> **Task objective**
Reproduce verbatim the section of the entries below that opens with the line containing "Indicate one point for each instance of the small" and closes with the line containing "(1076, 178)", both lines included. Output only those lines.

> **Record set**
## start
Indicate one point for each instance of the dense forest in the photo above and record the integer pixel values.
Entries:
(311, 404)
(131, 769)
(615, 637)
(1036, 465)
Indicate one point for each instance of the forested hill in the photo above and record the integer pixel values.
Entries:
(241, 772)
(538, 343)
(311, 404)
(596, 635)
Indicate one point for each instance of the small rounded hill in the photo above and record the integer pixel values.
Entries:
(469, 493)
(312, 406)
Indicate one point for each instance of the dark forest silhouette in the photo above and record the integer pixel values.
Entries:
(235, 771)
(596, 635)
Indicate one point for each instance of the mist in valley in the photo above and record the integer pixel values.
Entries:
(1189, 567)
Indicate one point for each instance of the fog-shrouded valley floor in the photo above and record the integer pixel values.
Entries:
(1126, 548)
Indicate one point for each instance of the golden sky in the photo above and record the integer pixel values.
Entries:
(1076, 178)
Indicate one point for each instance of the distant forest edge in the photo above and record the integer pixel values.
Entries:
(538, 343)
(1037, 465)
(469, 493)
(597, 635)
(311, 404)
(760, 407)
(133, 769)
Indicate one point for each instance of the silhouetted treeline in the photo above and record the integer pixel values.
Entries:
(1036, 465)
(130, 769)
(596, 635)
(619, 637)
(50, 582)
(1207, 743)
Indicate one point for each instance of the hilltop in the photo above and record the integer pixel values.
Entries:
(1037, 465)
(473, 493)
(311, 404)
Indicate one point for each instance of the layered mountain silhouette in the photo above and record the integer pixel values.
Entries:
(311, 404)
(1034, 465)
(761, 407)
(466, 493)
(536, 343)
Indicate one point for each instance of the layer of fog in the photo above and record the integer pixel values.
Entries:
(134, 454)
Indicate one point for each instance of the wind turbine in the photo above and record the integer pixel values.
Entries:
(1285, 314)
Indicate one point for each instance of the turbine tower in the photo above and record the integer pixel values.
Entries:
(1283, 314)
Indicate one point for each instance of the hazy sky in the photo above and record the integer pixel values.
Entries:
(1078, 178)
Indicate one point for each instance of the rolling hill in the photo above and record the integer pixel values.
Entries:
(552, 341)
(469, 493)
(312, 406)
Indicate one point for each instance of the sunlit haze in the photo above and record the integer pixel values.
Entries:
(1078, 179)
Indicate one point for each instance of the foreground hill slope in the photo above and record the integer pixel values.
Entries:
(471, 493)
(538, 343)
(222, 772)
## end
> **Exercise result**
Indicate one point for each instance of the small rounded hill in the photo above and record the integer pixel values.
Entries:
(469, 493)
(312, 406)
Indicate one point for each instance of the dark forest silhouette in the photo above and record the integer pixel values.
Entries:
(235, 771)
(596, 635)
Indicate one point for each instance of the mist in valley in the photo above and record the integer pixel values.
Entries:
(1189, 567)
Indicate one point for each instance of the fog-shrouded valley floor in the photo above and record the integer pixel values.
Entries:
(1126, 548)
Indicate one point for each instance of the golden sky in the photo above and record the integer pixel values.
Entries:
(1076, 178)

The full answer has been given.